Passage for review
Content starts

The string of Jewish Holidays are over. As much as I enjoy them, I am certainly glad to be able to get back to the regular routine and have the Holidays come to an end. The last in this string marks the Jews finishing the book of Deuteronomy, the fifth and final book of the Torah, of the Five Books of Moses. We then go back to the book of Genesis and start all over again. This week we read the first portion. One of my favorite parts of this is the story of Cain and Abel. My take may be a little different and I cannot guarantee that you will not be stricken by lightening, so read at your own risk.
The story starts off with Cain bringing an offering to G-d. G-d has not asked for one but Cain decides to do it and G-d is gracious, although not overly thrilled. Seeing this, Abel decides to bring an offering to G-d as well, an offering that G-d likes and G-d, in effect says to Cain, now this is an offering more to my liking.

Content ends

Parts of the exercise
- A) Do these statements agree with the Cain and Abel passage? Answer yes or no for each, and quote the words from the passage that decide it.
(i) Deuteronomy is the last of the Five Books of Moses.
(ii) G-d asked Cain to bring an offering.
(iii) Once Deuteronomy is finished, the reading begins again with Genesis.
- B) Carry on the Cain and Abel passage from the point where it stops.

Excerpted records
Content starts

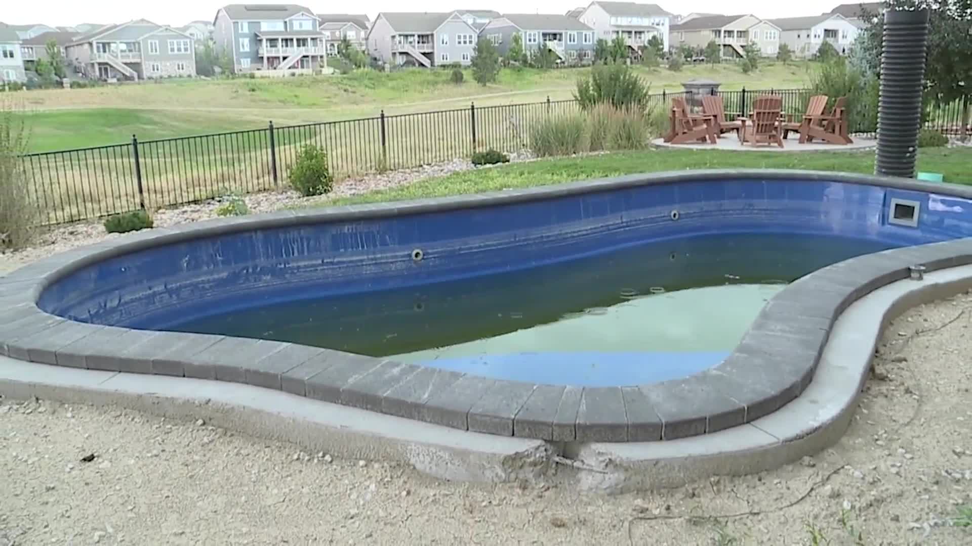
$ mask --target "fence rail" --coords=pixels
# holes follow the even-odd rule
[[[802,114],[807,89],[719,91],[727,116],[748,112],[753,99],[775,94],[787,114]],[[664,109],[685,92],[648,97]],[[190,137],[43,152],[22,156],[28,189],[46,224],[89,220],[137,209],[202,201],[226,192],[252,192],[289,182],[300,149],[328,153],[337,177],[416,167],[469,156],[473,151],[518,152],[530,147],[531,128],[544,119],[579,112],[574,100],[386,115],[340,121],[274,126]],[[961,131],[960,102],[931,109],[924,126]],[[874,127],[855,127],[873,134]],[[972,130],[970,130],[972,132]]]

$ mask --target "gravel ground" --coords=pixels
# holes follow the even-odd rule
[[[965,293],[892,324],[832,449],[643,495],[438,482],[200,421],[0,400],[0,545],[972,544],[970,319]]]

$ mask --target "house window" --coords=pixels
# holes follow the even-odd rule
[[[242,42],[242,40],[241,40]],[[189,52],[189,40],[169,40],[169,54],[175,53],[188,53]],[[240,44],[242,46],[242,43]],[[247,51],[249,51],[250,41],[247,40]]]

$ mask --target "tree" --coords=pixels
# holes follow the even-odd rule
[[[604,38],[598,38],[594,43],[594,62],[604,64],[610,60],[610,44]]]
[[[57,42],[48,40],[44,44],[44,51],[48,53],[48,62],[51,63],[51,68],[53,70],[54,76],[58,78],[67,76],[67,71],[64,70],[64,53],[61,52]]]
[[[714,66],[715,63],[720,60],[719,57],[721,56],[721,51],[722,49],[715,43],[715,40],[710,40],[709,43],[706,44],[706,49],[703,50],[702,54],[706,57],[706,60],[709,61],[709,64]]]
[[[793,50],[790,50],[786,44],[780,44],[780,49],[777,50],[777,60],[783,64],[793,60]]]
[[[513,39],[509,43],[509,50],[506,51],[506,60],[509,62],[523,63],[523,38],[519,32],[513,33]]]
[[[500,74],[500,53],[493,43],[480,38],[472,50],[472,79],[480,85],[496,82]]]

Content ends

Your written answers
- A)
(i) Yes: "the fifth and final book of the Torah"
(ii) No: "G-d has not asked for one"
(iii) Yes: "We then go back to the book of Genesis and start all over again."

- B)
Let’s examine this from the point of view of a parent and two siblings. The first one remembers the parent’s birthday and brings a gift. The parent says thank you. Only after seeing the older child bring a gift does the younger child remember the birthday. The younger child goes out and buys a different gift and gives it to the parent. Upon opening it, the parent says, “This is exactly what I wanted,” and then, turning to the older child says, “Why couldn’t your gift be more like your sibling’s. That is really what I want”.
Is it any surprise that Cain resents Abel? In fact, it is G-d who creates the very conflict. Of course Cain needs to take responsibility for his own actions. Of course Abel is still dead. Still, G-d helped to create the tension.
To me, this story serves as a reminder. In effect, G-d is telling us not to play favorites with our children, not to pit one against the other. G-d shows us, when taken to the extreme, what the parents are capable of creating, on the negative side, when it comes to children. Hopefully, we as parents have learned that lesson and appreciate each child, each person, each member of society, for his or her own contributions and individuality.